”Ketika dilahirkan engkau
menangis dan orang di sekitarmu tertawa. Berbuatlah sesuatu dalam hidup supaya
jika saatnya engkau meninggal, engkau tertawa dan orang di sekitarmu menangis”
(Ali bin Abi Thalib)
Sabtu, 23 Agustus 2008 taujih singkat ini aku hadiahkan ke beberapa
temanku. Kulayangkan dengan penuh kesadaran bahwa itu juga sebagai ketukan
buatku. Tak hanya satu ketukan, namun beberapa ketukan hingga membekas menembus
selaput hatiku. Menyeimbangkan rasa khauf dan roja’ku. Selang beberapa menit,
HP reot punyaku menggemparkan karpet merah tempatku merenung. Begini isi
SMS-nya,
”Aku pinginnya tertawa
bersama Mbak. Gimana Mbak?”

**Data yang termuat dalam sebuah set data:**
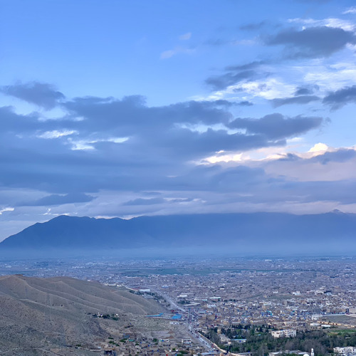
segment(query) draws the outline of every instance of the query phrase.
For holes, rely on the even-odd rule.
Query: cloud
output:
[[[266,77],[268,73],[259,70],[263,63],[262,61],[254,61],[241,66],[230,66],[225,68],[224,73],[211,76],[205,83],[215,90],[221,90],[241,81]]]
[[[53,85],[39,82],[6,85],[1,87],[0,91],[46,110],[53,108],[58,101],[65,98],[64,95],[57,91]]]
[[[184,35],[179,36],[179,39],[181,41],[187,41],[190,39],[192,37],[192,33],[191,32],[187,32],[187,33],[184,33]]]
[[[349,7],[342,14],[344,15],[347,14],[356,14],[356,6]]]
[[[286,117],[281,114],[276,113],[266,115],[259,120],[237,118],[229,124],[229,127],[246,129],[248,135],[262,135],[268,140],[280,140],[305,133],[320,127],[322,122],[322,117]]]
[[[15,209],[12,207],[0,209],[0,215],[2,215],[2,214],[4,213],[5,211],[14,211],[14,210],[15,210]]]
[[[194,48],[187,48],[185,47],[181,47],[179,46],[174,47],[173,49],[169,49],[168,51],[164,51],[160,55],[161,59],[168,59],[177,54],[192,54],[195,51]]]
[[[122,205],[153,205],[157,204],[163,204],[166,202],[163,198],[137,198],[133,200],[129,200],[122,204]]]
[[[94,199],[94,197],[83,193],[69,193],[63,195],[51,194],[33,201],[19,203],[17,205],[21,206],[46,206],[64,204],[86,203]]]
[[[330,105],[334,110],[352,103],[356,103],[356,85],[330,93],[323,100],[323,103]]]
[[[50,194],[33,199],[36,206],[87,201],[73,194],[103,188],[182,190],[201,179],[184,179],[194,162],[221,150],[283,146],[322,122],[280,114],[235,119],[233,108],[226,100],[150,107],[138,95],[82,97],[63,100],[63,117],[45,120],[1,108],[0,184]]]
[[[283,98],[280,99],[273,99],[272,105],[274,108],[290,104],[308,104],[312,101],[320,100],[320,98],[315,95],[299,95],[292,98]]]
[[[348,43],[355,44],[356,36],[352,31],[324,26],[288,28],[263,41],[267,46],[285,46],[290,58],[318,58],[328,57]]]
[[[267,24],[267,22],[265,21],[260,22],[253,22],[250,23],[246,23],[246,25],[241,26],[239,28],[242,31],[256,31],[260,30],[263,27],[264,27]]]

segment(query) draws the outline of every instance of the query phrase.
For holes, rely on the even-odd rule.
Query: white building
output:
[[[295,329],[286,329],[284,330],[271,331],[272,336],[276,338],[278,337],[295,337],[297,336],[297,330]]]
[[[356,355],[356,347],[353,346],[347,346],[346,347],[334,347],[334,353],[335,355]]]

**Tugas yang Dikerjakan:**
**a.** Menurut teks renungan, pada hari dan tanggal berapa taujih singkat itu dihadiahkan kepada beberapa teman?
**b.** Lanjutkan teks renungan tentang taujih singkat itu, mulai sesudah isi SMS yang terakhir.
Data tersebut merupakan bahan tersendiri yang terpisah dari teks renungan.

**Jawaban:**
**a.** Pada hari Sabtu, 23 Agustus 2008.

**b.**
Berkaca-kaca. Lalu tumpah. Tak kusangka, benar-benar di luar zona pikiranku. Jika direnungkan, memang
sama sekali tak ada salahnya. Apalagi disorot dari teropong dakwah umat Islam
saat ini. Segala aktivitasnya hakekatnya mempunyai tujuan yang sama, menyeru manusia
ke jalan-Nya. Surga adalah tempat terakhir, imbalan yang senantiasa
dinanti-nanti. Mereka tak ingin ke sana sendiri. Mati pun inginnya tertawa
bersama. Tertawa bersama orang-orang di hamparan tanah hidupnya. Tertawa karena
sama-sama telah membawa bekal bernilai surga.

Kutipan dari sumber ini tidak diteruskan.